Requirement:
Everything from the line that contains "Guideline: mark the black floor" through the final line of the records should be written out exactly, and nothing outside that span.

(Records excerpted from a collection)

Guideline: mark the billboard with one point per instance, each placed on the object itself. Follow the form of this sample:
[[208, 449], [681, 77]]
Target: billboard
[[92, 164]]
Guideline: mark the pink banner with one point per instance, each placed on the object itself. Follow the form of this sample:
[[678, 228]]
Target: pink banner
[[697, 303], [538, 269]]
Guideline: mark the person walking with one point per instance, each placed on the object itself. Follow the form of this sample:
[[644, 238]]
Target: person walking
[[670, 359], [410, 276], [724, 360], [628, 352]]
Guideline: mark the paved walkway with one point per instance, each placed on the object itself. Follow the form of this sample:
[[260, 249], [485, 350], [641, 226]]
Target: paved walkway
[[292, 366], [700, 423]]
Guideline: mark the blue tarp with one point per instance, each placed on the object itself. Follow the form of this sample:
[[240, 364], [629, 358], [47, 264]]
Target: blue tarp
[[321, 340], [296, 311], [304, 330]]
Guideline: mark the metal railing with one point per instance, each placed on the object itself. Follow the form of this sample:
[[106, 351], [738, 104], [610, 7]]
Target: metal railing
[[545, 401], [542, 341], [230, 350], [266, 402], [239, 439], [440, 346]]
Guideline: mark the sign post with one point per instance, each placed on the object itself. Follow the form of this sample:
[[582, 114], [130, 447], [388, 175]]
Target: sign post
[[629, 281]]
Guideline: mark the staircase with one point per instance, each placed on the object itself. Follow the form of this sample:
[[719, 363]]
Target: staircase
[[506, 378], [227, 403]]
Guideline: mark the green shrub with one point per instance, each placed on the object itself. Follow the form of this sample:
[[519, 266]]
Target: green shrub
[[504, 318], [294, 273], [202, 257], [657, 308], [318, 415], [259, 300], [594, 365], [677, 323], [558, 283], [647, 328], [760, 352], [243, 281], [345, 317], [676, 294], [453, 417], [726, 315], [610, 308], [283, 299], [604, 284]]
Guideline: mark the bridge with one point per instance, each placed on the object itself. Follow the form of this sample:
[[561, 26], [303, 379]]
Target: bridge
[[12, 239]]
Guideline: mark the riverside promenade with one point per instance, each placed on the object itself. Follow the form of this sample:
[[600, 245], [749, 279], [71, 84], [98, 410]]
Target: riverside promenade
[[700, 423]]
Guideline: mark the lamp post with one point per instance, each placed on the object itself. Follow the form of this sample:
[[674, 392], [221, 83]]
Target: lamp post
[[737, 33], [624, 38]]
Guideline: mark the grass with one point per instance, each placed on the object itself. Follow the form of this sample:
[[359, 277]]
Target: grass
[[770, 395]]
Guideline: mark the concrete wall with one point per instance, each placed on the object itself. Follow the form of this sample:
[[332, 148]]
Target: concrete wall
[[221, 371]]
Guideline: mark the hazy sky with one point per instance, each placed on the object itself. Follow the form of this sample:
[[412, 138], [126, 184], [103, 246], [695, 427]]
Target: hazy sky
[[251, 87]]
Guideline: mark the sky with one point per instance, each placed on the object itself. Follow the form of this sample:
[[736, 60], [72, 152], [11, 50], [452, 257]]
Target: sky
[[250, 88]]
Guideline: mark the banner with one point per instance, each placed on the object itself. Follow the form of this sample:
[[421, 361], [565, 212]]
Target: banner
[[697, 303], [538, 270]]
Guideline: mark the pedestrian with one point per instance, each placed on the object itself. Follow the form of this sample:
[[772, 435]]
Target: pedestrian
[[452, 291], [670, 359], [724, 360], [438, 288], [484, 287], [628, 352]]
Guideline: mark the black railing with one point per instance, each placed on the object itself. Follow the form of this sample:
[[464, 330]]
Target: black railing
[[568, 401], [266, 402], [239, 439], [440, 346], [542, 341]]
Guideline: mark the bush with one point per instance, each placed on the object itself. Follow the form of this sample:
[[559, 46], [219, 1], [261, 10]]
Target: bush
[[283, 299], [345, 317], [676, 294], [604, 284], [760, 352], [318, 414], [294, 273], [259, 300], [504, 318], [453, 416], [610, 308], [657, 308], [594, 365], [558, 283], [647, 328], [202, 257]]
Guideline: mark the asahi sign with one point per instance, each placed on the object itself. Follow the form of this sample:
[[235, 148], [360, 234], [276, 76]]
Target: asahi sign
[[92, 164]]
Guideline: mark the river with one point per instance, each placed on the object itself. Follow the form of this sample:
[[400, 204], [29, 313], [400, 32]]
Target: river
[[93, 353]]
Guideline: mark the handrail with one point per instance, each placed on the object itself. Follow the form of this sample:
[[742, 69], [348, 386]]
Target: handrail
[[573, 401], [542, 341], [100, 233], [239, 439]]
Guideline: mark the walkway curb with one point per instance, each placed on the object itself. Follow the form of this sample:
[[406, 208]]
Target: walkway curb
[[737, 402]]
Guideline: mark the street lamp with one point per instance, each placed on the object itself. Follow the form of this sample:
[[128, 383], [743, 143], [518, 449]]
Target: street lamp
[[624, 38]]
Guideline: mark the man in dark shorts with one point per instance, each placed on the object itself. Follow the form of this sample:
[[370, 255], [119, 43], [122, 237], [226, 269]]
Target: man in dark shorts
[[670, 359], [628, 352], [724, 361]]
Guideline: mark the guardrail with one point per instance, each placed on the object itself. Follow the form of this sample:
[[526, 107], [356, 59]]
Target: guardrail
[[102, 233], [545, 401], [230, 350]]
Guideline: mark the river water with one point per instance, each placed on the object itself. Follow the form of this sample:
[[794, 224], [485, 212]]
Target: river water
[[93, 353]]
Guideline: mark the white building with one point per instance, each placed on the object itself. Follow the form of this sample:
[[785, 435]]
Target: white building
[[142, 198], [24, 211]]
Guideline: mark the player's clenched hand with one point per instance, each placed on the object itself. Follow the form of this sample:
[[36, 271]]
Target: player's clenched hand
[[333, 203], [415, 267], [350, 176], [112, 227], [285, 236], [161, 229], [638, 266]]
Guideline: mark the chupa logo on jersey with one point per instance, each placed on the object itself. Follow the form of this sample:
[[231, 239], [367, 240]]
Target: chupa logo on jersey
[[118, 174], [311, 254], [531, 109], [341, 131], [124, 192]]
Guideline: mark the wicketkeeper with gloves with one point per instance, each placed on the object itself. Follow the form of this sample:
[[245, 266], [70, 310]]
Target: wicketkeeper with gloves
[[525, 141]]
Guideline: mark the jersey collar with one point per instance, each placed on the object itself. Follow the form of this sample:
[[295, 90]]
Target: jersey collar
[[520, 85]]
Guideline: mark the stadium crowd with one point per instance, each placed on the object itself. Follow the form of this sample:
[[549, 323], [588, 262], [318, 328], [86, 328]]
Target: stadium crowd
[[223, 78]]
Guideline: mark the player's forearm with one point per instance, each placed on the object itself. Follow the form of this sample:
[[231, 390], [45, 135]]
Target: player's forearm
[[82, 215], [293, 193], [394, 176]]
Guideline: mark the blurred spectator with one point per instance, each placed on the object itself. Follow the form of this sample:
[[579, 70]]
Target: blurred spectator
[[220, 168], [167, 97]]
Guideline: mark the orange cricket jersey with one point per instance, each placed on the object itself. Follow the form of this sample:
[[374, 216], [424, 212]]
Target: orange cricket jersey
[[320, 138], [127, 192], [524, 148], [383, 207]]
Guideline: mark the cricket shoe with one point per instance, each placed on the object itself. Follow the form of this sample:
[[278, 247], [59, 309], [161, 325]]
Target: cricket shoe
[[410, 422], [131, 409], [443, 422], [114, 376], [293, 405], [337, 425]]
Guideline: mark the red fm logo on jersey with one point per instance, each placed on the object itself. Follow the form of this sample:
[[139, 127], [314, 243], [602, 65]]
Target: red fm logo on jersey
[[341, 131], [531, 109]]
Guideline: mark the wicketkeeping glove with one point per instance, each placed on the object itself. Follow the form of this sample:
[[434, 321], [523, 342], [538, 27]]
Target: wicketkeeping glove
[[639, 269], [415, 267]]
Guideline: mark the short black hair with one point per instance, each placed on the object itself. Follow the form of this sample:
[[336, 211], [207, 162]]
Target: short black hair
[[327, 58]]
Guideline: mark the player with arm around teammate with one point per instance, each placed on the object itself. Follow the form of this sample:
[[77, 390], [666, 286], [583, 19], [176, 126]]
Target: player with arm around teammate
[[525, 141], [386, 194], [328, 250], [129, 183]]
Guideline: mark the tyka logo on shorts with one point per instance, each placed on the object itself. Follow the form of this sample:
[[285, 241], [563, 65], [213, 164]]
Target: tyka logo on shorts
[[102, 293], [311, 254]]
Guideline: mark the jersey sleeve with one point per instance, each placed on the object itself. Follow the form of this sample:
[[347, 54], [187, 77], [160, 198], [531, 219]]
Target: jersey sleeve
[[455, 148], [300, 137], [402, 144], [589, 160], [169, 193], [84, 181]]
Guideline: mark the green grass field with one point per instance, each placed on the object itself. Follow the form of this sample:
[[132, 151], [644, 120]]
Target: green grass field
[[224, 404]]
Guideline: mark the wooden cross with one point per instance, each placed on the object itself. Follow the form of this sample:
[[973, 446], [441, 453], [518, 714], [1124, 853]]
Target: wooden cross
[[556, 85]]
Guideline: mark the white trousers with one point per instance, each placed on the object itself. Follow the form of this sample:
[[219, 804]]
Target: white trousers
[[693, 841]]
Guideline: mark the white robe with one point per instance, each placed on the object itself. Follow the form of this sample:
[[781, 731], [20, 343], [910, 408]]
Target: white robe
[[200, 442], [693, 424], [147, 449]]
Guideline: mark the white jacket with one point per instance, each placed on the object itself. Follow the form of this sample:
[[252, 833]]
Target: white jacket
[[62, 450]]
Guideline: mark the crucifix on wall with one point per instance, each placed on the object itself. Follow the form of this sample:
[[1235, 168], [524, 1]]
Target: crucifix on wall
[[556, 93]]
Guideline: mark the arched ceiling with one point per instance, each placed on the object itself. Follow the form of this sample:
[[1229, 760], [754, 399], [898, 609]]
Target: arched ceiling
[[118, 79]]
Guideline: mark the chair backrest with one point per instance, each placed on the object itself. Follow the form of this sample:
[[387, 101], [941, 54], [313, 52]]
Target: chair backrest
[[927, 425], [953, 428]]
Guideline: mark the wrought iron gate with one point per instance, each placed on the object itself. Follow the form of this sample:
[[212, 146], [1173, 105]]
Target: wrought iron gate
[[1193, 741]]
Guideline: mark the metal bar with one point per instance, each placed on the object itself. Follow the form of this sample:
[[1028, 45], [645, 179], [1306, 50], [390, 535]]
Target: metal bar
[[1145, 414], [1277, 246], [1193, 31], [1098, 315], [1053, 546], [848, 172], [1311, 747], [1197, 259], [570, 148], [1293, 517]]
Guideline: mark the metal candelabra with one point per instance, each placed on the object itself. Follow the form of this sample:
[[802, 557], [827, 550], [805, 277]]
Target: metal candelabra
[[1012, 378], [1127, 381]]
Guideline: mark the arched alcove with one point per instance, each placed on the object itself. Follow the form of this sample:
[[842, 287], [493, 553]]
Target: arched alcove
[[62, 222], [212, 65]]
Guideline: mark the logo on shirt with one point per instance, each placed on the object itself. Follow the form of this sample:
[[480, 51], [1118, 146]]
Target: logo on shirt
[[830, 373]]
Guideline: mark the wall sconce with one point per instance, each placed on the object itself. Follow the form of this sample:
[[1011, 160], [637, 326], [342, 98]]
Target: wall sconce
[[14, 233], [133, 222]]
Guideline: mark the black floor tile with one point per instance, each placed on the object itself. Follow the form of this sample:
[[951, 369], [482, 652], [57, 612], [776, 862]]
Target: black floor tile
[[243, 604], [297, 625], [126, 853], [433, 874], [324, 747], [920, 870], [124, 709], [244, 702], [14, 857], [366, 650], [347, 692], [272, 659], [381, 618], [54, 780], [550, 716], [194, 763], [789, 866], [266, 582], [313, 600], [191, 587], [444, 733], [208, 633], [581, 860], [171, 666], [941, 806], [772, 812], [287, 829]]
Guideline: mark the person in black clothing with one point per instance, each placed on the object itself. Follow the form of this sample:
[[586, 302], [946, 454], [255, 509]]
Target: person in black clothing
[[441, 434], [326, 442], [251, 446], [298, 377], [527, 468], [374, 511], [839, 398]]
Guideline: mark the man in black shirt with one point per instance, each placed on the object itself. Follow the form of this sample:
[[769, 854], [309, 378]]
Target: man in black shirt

Task output:
Guideline: mark the black floor tile with one point per instance, each placed on the object itself. Follow the form of this sample:
[[951, 369], [482, 652], [57, 612], [776, 862]]
Target: black floor tile
[[243, 604], [297, 625], [126, 853], [433, 874], [324, 747], [920, 870], [124, 709], [244, 702], [14, 857], [366, 650], [347, 692], [272, 659], [381, 618], [54, 780], [550, 716], [194, 763], [789, 866], [266, 582], [313, 600], [191, 587], [444, 733], [208, 633], [581, 860], [171, 666], [941, 806], [772, 812], [287, 829]]
Guideline: mark the person in black clothing with one point per instance, each placed on the object itself. Follow the form of this sample:
[[586, 302], [946, 454], [255, 509]]
Target: person in black clothing
[[441, 434], [326, 442], [251, 446], [298, 377], [527, 468], [374, 511], [839, 398]]
Guideline: mark the man in black shirt with one point per instance, each placed on the object itself. Follow the form of this sample:
[[769, 854], [309, 378]]
Target: man in black shirt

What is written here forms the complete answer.